▸ **Problem to solve**
Below is a block of records; return all of them exactly, but without the images.

• • • •

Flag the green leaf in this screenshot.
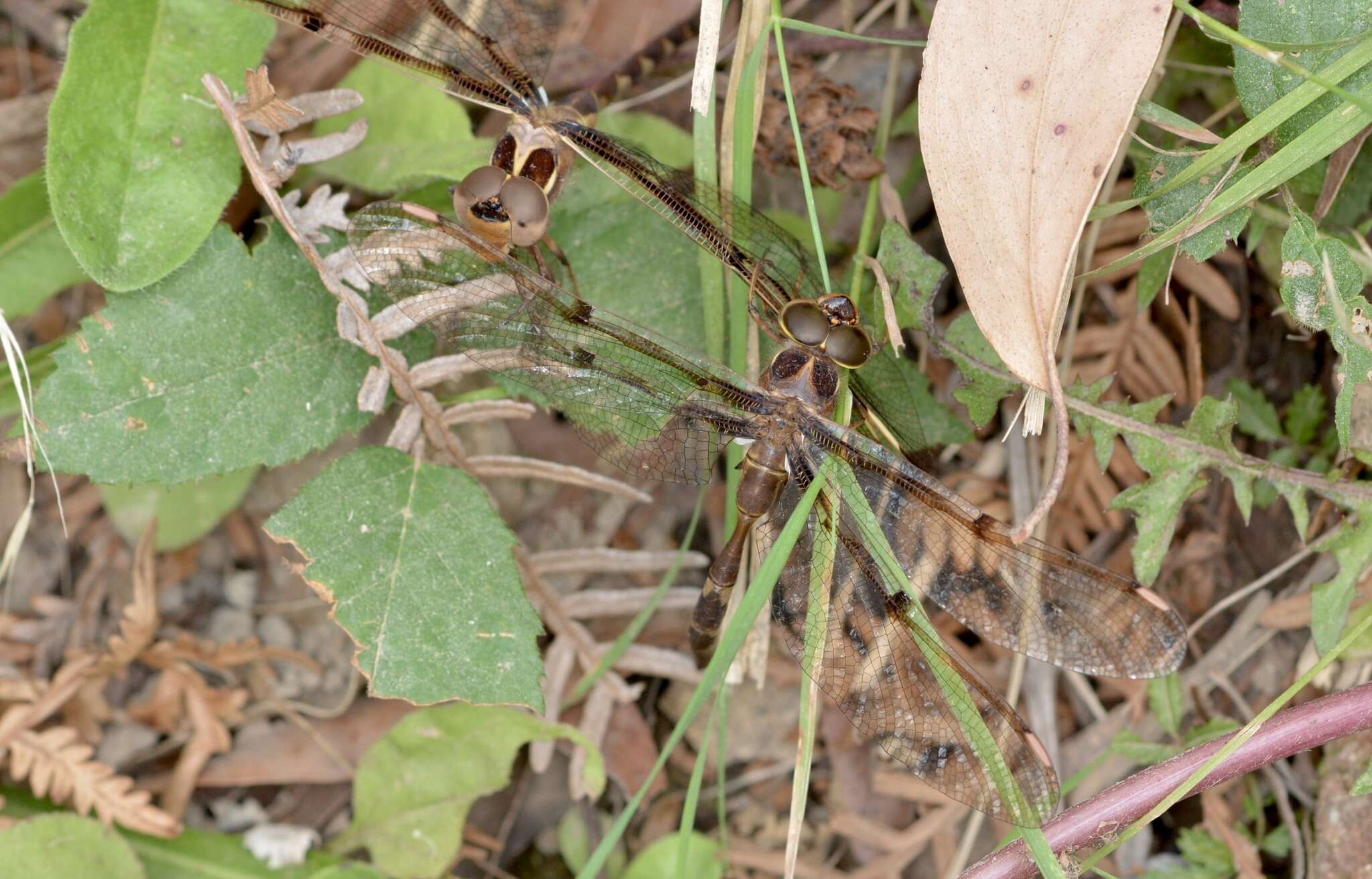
[1310,506,1372,655]
[1134,151,1251,262]
[1139,245,1177,313]
[0,172,86,318]
[98,468,258,553]
[862,219,948,338]
[1103,397,1253,584]
[852,351,974,452]
[1349,760,1372,797]
[1225,379,1282,443]
[312,62,491,193]
[549,165,705,351]
[1286,384,1325,446]
[48,0,273,291]
[620,832,724,879]
[1148,672,1187,736]
[598,110,693,168]
[0,813,144,879]
[330,705,605,879]
[265,446,543,710]
[1282,210,1372,450]
[1233,0,1372,144]
[947,312,1020,427]
[1110,730,1181,766]
[36,225,392,486]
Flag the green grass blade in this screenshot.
[1088,30,1372,219]
[576,462,831,879]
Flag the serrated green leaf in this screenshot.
[852,351,974,451]
[550,166,705,351]
[332,705,605,879]
[1233,0,1372,144]
[1349,760,1372,797]
[1110,470,1206,584]
[863,219,948,338]
[36,219,397,486]
[947,312,1020,427]
[265,447,543,710]
[1310,506,1372,655]
[1148,672,1187,736]
[98,468,258,553]
[0,170,86,318]
[1225,379,1282,443]
[1282,210,1372,450]
[620,832,724,879]
[310,63,491,193]
[1138,245,1177,312]
[0,813,144,879]
[48,0,273,291]
[1184,717,1239,748]
[1286,384,1326,446]
[1134,151,1251,262]
[1110,730,1181,766]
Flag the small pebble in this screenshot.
[224,570,258,610]
[206,608,253,643]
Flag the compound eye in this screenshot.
[501,177,547,247]
[491,135,514,174]
[519,148,557,188]
[453,165,506,218]
[825,326,871,369]
[780,299,829,346]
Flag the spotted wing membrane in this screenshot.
[240,0,555,113]
[348,202,770,484]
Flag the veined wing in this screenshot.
[241,0,554,113]
[554,121,929,452]
[348,202,774,484]
[754,460,1058,827]
[797,417,1187,677]
[554,119,825,315]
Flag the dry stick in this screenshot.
[962,683,1372,879]
[200,72,466,464]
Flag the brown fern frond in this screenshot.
[9,727,181,837]
[98,519,162,675]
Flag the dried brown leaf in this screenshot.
[9,727,181,837]
[919,0,1170,389]
[233,64,305,131]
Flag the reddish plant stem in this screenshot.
[961,683,1372,879]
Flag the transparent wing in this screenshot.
[348,202,772,482]
[554,121,929,454]
[805,418,1187,677]
[756,450,1058,827]
[241,0,555,110]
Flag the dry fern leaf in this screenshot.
[9,727,181,837]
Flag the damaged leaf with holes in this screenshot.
[1282,211,1372,451]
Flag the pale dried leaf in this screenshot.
[919,0,1172,389]
[233,64,305,131]
[287,119,366,166]
[9,727,181,837]
[245,89,362,137]
[356,363,391,414]
[98,519,161,675]
[281,184,347,244]
[385,403,424,451]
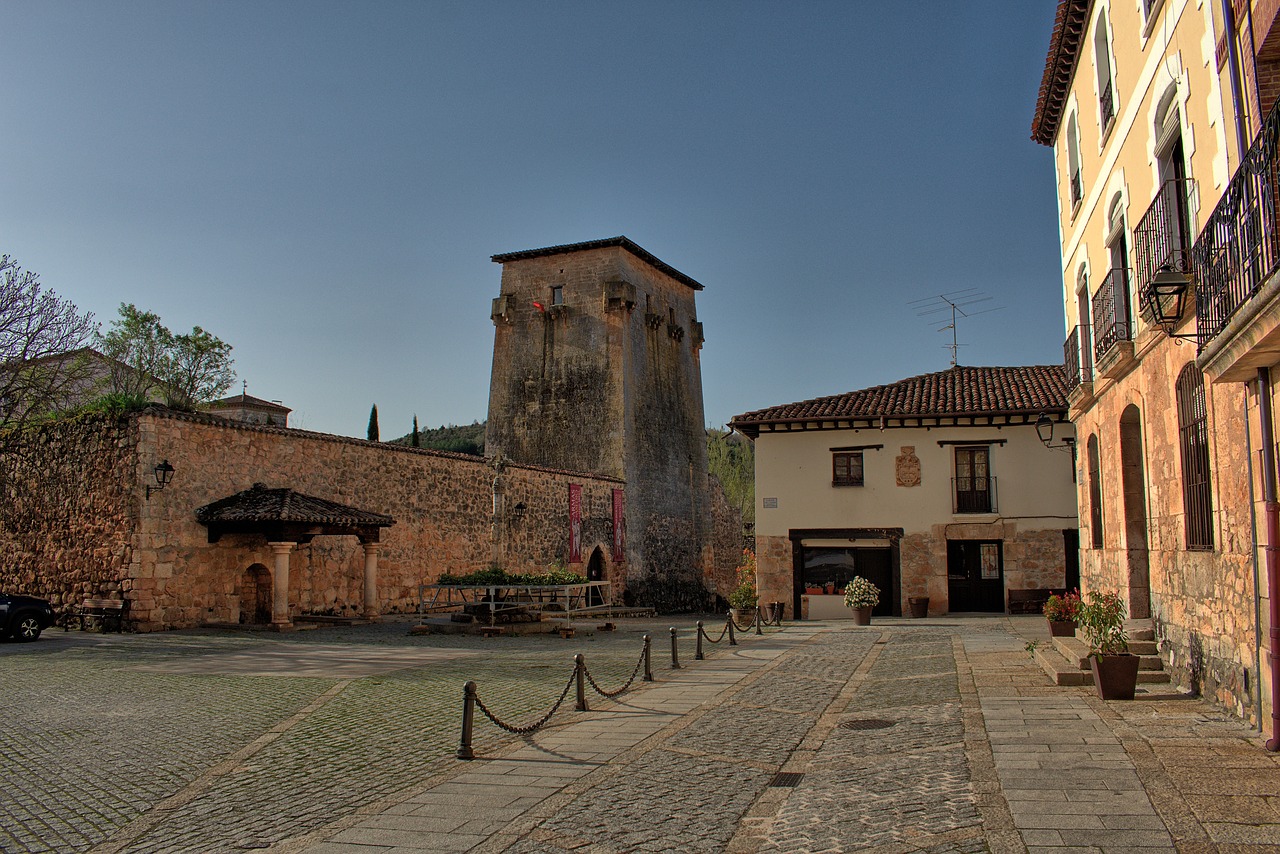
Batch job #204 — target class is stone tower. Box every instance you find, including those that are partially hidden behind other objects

• • • •

▸ **Output for this exercise**
Flag the green leaf in this screenshot.
[1310,506,1372,655]
[1134,151,1251,262]
[1139,245,1177,313]
[0,172,86,318]
[98,468,258,553]
[862,219,948,338]
[1103,397,1253,584]
[852,351,974,452]
[1349,760,1372,797]
[1225,379,1282,443]
[312,62,491,193]
[549,165,705,351]
[1286,384,1325,446]
[48,0,273,291]
[620,832,724,879]
[1148,672,1187,736]
[598,110,693,168]
[0,813,144,879]
[330,705,605,879]
[265,446,543,710]
[1282,210,1372,450]
[1233,0,1372,144]
[947,312,1020,427]
[1110,730,1181,766]
[36,225,392,486]
Flag the green grass blade in this screenshot.
[1088,30,1372,219]
[576,462,831,879]
Flag the serrated green leaf in this screenshot.
[852,351,974,451]
[550,166,705,351]
[332,705,605,879]
[1233,0,1372,144]
[1349,760,1372,797]
[1110,470,1206,584]
[863,219,948,338]
[36,219,397,486]
[947,312,1020,427]
[265,447,543,710]
[1310,506,1372,655]
[1148,672,1187,736]
[98,468,258,553]
[0,170,86,318]
[1225,379,1282,443]
[1282,210,1372,450]
[620,832,724,879]
[310,63,491,193]
[1138,245,1177,312]
[0,813,144,879]
[48,0,273,291]
[1184,717,1239,748]
[1286,384,1326,446]
[1134,151,1251,262]
[1110,730,1181,766]
Flag the small pebble in this screenshot.
[224,570,258,610]
[206,608,253,643]
Flag the compound eye in this screenshot.
[501,177,547,247]
[491,135,514,174]
[519,148,557,188]
[453,165,506,218]
[825,326,871,369]
[780,299,829,346]
Flag the spotted wing membrane in this screenshot.
[240,0,555,113]
[348,202,770,484]
Flag the veined wing in this screenshot.
[241,0,554,113]
[554,121,929,452]
[348,202,774,484]
[754,460,1058,827]
[797,417,1187,677]
[554,119,825,315]
Flag the dry stick in this screenshot.
[962,683,1372,879]
[200,72,466,464]
Flag the brown fern frond in this screenshot.
[9,727,181,837]
[98,519,162,675]
Flag the dried brown leaf in this screenshot.
[9,727,181,837]
[919,0,1170,389]
[233,64,305,131]
Flag the reddish plant stem in this screenshot.
[961,683,1372,879]
Flag the transparent wing in this screenshot.
[348,202,772,482]
[554,121,929,454]
[805,418,1187,677]
[756,450,1058,827]
[241,0,555,110]
Flag the dry fern leaf in this screenshot.
[9,727,181,837]
Flag the damaged leaf with holes in this screenshot.
[1282,211,1372,451]
Flag the pale dried leaf in this screenshot.
[919,0,1172,389]
[233,64,305,131]
[287,119,366,166]
[9,727,181,837]
[245,89,362,137]
[356,363,391,414]
[98,519,161,675]
[281,184,347,244]
[385,403,424,451]
Batch job #204 — target class is stone tower. Box every instance you find, including those that are partially hidden behind other objects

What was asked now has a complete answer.